* Exercise task *
Convert the data into a Markdown table with the columns "Row" and "Line", one line of data per row and blank lines omitted. Start at the line containing "Exercise. Point out the rectangular" and continue through the end of the data.

── Record list ──

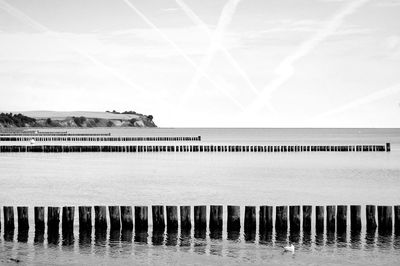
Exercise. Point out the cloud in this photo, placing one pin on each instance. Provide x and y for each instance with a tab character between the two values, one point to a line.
375	96
285	70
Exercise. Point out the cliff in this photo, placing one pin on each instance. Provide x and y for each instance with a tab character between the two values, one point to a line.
75	119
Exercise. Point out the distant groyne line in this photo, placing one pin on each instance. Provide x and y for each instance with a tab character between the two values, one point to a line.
95	138
35	134
296	218
192	148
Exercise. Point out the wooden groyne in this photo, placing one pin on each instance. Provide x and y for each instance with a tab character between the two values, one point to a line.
34	134
293	218
191	148
94	138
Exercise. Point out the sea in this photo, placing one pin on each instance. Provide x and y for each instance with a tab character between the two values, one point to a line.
243	179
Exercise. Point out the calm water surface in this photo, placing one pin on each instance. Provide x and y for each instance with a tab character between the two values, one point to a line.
206	178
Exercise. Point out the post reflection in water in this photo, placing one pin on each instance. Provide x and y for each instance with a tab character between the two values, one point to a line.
306	243
53	236
157	237
319	238
355	239
9	234
341	239
22	235
172	238
141	236
68	237
202	241
100	236
39	236
281	238
185	238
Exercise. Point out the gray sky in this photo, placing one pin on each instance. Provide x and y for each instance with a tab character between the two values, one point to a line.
259	63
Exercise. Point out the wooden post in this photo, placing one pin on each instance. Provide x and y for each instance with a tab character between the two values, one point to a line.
397	219
200	217
265	219
387	147
294	218
281	218
158	218
307	213
53	219
233	223
330	218
8	218
385	223
126	218
141	218
172	218
249	219
85	217
355	218
319	219
100	217
115	217
370	217
186	220
68	214
39	218
23	221
341	218
216	216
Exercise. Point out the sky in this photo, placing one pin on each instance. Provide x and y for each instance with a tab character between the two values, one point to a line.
206	63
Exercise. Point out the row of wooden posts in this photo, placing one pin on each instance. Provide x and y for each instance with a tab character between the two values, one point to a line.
193	148
32	133
94	138
285	217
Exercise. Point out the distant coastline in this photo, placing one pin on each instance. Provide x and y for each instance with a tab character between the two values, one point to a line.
78	119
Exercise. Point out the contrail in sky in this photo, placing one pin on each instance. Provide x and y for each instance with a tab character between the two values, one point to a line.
214	45
285	70
183	54
41	28
375	96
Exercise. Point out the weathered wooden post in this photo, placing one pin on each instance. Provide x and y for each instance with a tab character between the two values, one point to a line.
186	220
397	219
307	213
85	217
370	217
387	147
100	217
385	223
39	218
8	218
200	218
53	218
355	218
126	218
341	218
115	217
158	218
141	218
233	223
68	215
216	216
172	218
294	218
281	221
265	219
330	218
23	221
250	219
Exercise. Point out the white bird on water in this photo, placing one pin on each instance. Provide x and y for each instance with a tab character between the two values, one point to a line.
289	248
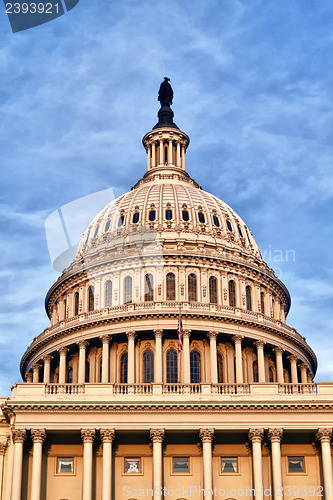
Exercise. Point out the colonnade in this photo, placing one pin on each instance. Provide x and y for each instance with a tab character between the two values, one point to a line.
299	372
157	436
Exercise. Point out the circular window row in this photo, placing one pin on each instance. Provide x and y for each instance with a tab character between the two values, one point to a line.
169	217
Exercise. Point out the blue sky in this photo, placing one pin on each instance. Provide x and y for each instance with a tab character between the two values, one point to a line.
253	84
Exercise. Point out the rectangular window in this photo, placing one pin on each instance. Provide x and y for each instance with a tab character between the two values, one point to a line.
181	465
229	465
132	465
65	466
295	464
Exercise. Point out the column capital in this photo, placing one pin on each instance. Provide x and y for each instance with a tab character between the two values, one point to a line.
303	367
256	435
105	339
131	334
187	333
206	435
158	334
324	435
82	344
19	435
38	435
212	335
275	435
63	351
237	339
3	448
107	435
157	435
47	358
88	435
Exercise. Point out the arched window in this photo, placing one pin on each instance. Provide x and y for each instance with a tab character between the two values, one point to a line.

───

* Correct result *
| Row | Line |
|---|---|
| 1 | Exercise. Point out the rectangular window in this photo, placing one pin on each instance. Provide x and y for each instance with a tab character between the two values, one point to a line. |
| 2 | 181	465 |
| 3 | 229	465 |
| 4 | 132	465 |
| 5 | 65	466 |
| 6 | 295	464 |
| 7 | Exercise. Point out the column capital in this photo, placing one pin on each instance. Provide x and y for each instance with a tab character between the two values, one point to a line. |
| 8 | 303	367 |
| 9 | 256	435 |
| 10 | 105	339 |
| 11 | 131	334 |
| 12 | 187	333 |
| 13 | 206	435 |
| 14 | 158	334 |
| 15 | 324	435 |
| 16 | 82	344 |
| 17 | 19	435 |
| 18 | 38	435 |
| 19 | 212	335 |
| 20 | 275	435 |
| 21 | 63	351 |
| 22 | 237	339 |
| 23 | 3	448 |
| 24 | 107	435 |
| 25 | 157	435 |
| 26 | 47	358 |
| 27 | 88	435 |
| 28 | Exercise. Point out the arched window in this photo, placing one pin on each instance. Provide x and y for each instance with a tab character between the two values, one point to a line. |